• **Stated exercise 1**
According to the summary of 2 Kings 19-21, who reigned after Sennacherib was struck down?

• **Quoted passage**
━━━━━━━━━━━━━━━━

Day 122, 2 Kings 19-21

Isaiah Reassures Hezekiah

Hezekiah sent messengers to the prophet Isaiah and said how Hezekiah was in distress. Isaiah told them to tell Hezekiah the Lord said not to be afraid because of the words that he had heard. The Lord would put a spirit in the king of Assyria so that he shall hear a rumor and return to his own land, and the Lord would make him fall by the sword there.

Sennacherib Defies the Lord

Sennacherib sent messengers to Hezekiah telling him not to be fooled by the words of the Lord, for he would deceive him by promising that Jerusalem would not be given into his hand. For all the lands he planned to defeat he did, what would make them so much different?

Hezekiah’s Prayer

When Hezekiah received the letter he went up to the house of the Lord and prayed. He praised the Lord and asked him to save them from the king of Assyria; so all the kingdoms of the land would know that he was the Lord, and God alone.

Isaiah Prophesies Sennacherib’s Fall

Then Isaiah sent to Hezekiah telling him that the prayers he sent to the Lord has been heard.

The king of Assyria would not come into the city or shoot an arrow there. By the way that he came, is the same he would return, and he would not come into the city. The Lord would defend the city to save it, for his own sake and the sake of his servant David.

That night the angel of the Lord went out and struck down 185,000 in the camp of the Assyrians. Then Sennacherib king of Assyria departed and went home. As he was worshiping, his sons struck him down with the sword and escaped. And Esarhaddon his son reigned in his place.

━━━━━━━━━━━━━━━━

• **Stated exercise 2**
Pull out every line of the records below that contains the string "sled".

━━━━━━━━━━━━━━━━

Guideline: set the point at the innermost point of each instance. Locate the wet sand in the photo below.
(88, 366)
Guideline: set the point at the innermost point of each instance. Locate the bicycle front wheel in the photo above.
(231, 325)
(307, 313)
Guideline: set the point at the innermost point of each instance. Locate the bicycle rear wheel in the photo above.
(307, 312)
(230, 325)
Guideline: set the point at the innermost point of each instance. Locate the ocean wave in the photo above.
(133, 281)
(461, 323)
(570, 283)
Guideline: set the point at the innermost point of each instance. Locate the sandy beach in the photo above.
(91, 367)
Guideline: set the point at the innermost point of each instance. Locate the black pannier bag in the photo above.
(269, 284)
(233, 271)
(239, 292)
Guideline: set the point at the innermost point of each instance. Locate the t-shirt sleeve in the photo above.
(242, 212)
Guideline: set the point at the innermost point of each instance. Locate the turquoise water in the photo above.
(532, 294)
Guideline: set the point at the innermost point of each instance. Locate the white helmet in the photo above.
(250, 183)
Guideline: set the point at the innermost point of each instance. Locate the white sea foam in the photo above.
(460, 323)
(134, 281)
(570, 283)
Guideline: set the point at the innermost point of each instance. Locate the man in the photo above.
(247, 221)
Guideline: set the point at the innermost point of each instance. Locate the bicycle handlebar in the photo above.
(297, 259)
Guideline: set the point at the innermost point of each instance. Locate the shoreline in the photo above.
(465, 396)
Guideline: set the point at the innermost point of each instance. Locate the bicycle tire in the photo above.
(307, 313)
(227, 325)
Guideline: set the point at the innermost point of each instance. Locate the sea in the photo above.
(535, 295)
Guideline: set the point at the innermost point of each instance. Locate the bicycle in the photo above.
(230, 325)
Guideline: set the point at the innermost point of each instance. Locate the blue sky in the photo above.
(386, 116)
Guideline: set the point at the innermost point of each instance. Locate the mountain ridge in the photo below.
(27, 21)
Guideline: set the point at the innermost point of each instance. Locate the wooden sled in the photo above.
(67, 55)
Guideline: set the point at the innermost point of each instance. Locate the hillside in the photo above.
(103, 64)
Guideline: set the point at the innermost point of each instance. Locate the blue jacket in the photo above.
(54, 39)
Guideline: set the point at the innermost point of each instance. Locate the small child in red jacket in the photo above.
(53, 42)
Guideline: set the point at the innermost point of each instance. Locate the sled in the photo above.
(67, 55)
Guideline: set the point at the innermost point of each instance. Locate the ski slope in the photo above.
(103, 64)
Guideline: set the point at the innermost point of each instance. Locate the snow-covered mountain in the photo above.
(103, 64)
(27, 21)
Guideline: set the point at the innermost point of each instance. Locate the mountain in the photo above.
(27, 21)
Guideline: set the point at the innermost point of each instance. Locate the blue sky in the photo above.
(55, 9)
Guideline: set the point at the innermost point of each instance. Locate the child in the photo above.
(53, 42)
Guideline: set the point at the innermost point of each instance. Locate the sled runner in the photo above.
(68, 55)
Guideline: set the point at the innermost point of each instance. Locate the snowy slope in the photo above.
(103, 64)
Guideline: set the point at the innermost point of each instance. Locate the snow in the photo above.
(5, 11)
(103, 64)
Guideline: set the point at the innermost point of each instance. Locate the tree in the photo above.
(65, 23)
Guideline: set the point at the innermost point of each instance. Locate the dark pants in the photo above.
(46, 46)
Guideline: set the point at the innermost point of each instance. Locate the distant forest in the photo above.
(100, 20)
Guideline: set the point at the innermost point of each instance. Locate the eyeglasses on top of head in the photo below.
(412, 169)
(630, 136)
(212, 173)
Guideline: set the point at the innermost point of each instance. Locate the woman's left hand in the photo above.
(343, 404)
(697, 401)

━━━━━━━━━━━━━━━━

• **Written answer 1**
Esarhaddon, his son, reigned in his place.

• **Written answer 2**
Guideline: set the point at the innermost point of each instance. Locate the wooden sled in the photo above.
Guideline: set the point at the innermost point of each instance. Locate the sled in the photo above.
Guideline: set the point at the innermost point of each instance. Locate the sled runner in the photo above.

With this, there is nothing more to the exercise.